┌────────

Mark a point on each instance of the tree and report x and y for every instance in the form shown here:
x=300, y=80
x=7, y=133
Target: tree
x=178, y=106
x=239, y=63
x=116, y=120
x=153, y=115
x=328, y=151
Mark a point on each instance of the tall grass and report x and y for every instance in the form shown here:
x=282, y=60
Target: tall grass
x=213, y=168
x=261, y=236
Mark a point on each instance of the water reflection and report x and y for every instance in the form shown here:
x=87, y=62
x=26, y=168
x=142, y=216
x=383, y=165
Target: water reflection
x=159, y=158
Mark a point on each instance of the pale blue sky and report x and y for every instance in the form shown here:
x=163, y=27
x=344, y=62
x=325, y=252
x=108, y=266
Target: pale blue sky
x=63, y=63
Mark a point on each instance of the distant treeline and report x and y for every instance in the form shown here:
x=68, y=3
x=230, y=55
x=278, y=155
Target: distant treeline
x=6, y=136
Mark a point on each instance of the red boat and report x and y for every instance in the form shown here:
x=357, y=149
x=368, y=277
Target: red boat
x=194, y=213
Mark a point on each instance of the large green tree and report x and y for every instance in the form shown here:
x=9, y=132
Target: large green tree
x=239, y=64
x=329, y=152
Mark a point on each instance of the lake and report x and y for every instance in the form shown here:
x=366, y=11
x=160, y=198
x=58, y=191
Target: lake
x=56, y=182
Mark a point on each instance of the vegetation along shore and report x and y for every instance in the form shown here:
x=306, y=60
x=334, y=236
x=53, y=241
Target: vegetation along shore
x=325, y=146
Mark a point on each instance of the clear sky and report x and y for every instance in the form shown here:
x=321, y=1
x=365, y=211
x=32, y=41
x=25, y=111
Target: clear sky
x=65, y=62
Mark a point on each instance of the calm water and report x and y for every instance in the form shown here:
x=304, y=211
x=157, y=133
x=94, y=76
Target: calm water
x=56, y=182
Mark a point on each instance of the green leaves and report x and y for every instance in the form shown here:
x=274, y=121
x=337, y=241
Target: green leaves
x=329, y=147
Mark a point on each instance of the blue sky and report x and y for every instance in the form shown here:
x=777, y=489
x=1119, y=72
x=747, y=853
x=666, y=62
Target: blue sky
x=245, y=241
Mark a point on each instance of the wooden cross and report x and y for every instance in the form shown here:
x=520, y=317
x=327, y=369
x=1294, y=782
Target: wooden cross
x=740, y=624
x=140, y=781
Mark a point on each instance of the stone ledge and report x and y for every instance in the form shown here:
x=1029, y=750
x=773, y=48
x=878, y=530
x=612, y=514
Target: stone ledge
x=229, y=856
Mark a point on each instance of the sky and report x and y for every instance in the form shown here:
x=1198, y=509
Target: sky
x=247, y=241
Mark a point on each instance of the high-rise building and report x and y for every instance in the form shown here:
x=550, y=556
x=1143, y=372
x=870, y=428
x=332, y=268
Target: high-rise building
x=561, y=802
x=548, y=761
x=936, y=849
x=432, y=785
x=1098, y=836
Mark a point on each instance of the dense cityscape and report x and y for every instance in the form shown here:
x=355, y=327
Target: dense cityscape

└────────

ASSIGNED TASK:
Which lines of the records above contain the word "dense"? Report each one in full.

YOUR RESPONSE:
Mark a point on each instance of the dense cityscape and report x and y for every instance in the form shown here:
Target: dense cityscape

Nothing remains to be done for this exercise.